**PROBLEM DETAILS:** For the data below, report the number of lines that contain the string "claus" and nothing else.

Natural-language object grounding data
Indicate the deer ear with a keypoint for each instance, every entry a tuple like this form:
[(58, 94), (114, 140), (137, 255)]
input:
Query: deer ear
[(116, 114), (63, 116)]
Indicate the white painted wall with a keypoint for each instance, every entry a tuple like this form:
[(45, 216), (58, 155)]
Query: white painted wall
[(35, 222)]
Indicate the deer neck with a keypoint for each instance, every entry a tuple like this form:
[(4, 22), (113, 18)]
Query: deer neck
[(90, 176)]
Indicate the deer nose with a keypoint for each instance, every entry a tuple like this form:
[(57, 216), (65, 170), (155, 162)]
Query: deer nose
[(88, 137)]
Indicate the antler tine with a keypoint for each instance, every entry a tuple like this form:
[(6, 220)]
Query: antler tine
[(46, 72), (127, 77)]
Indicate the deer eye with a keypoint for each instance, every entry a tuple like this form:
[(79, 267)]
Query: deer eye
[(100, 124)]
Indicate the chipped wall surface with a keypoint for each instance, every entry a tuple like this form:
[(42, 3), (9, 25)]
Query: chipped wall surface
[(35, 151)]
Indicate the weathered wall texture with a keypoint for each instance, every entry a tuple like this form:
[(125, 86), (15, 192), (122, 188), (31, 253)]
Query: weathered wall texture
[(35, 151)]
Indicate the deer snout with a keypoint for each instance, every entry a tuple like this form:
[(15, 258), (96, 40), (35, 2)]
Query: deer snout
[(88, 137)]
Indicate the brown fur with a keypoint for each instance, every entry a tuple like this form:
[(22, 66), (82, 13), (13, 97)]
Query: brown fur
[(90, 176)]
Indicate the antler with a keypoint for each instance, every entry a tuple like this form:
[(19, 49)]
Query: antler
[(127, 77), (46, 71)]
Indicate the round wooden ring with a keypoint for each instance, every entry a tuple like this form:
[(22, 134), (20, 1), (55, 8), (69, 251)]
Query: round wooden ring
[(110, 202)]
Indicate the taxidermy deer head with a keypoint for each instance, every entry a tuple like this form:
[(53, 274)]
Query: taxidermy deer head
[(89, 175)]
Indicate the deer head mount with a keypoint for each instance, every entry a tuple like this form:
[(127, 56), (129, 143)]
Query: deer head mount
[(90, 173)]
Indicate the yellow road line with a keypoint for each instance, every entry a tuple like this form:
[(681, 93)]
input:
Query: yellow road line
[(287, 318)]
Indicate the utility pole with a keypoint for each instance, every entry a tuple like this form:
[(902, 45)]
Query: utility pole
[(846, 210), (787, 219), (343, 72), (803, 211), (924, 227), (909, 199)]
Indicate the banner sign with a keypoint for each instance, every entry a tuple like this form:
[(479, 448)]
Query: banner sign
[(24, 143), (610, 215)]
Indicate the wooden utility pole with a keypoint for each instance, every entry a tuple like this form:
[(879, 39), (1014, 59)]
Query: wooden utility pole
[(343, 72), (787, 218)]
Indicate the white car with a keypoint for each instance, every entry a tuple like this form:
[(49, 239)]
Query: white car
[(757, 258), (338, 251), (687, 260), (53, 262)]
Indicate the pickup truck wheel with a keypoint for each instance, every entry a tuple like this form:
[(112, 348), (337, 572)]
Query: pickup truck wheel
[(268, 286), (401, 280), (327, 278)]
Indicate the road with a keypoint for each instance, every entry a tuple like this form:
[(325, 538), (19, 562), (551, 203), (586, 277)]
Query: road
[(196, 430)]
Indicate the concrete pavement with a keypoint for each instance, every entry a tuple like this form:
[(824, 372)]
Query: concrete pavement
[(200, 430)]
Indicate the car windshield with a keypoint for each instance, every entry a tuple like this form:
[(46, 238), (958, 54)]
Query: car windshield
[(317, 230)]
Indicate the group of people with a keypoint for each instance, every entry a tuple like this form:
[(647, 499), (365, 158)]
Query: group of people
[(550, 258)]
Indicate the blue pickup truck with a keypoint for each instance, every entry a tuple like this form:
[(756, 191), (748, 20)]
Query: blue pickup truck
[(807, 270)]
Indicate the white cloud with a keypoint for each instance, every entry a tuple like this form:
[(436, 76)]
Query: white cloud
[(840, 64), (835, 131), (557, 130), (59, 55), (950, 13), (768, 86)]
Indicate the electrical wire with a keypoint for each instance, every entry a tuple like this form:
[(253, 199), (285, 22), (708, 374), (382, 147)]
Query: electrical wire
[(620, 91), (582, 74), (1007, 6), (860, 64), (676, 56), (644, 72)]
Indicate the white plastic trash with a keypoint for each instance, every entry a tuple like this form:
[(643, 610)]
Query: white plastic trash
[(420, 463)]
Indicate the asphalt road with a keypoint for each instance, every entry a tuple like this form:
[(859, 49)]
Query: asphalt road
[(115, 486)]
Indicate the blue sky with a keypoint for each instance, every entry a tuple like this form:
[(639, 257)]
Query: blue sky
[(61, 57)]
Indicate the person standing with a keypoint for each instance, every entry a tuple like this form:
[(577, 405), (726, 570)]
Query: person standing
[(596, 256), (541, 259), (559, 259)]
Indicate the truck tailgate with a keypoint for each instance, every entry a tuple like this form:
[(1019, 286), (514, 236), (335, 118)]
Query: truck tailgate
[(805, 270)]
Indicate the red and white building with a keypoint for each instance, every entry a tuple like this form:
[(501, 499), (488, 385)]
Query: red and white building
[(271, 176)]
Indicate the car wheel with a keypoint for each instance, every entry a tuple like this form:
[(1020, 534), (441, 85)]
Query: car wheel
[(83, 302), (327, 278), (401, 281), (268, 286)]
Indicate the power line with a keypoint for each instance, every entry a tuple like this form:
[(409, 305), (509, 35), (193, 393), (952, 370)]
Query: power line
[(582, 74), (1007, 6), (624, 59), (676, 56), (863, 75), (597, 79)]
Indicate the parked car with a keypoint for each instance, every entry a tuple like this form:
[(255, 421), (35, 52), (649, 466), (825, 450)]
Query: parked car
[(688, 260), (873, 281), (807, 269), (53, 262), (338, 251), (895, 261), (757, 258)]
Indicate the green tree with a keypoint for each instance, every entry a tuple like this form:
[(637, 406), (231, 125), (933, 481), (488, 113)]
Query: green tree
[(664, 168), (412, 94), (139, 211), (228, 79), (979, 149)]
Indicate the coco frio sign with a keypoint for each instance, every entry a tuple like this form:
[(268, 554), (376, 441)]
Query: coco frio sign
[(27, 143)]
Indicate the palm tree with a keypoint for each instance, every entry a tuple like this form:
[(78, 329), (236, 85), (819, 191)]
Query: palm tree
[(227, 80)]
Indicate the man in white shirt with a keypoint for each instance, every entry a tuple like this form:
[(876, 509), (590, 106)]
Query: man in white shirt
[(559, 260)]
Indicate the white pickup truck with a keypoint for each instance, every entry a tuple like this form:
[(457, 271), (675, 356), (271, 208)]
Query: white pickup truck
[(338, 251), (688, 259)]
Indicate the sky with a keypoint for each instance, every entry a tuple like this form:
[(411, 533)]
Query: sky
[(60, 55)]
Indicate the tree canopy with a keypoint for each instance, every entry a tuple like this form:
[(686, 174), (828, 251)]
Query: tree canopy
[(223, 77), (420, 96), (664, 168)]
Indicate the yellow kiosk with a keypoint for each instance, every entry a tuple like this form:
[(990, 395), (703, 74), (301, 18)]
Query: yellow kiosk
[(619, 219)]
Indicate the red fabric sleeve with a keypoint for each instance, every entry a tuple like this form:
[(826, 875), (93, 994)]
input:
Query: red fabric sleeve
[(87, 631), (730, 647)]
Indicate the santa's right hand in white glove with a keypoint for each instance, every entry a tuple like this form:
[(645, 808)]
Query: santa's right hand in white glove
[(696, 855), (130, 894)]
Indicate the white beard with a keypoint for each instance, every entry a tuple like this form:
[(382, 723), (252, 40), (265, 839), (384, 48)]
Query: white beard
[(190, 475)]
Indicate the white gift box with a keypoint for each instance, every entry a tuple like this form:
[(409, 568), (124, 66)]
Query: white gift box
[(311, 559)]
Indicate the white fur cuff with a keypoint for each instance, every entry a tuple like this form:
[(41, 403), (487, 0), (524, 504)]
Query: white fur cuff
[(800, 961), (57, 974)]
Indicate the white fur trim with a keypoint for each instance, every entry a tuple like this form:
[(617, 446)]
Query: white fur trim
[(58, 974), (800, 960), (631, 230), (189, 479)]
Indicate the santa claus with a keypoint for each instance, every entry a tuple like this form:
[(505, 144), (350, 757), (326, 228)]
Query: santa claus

**PROBLEM SOLUTION:** 2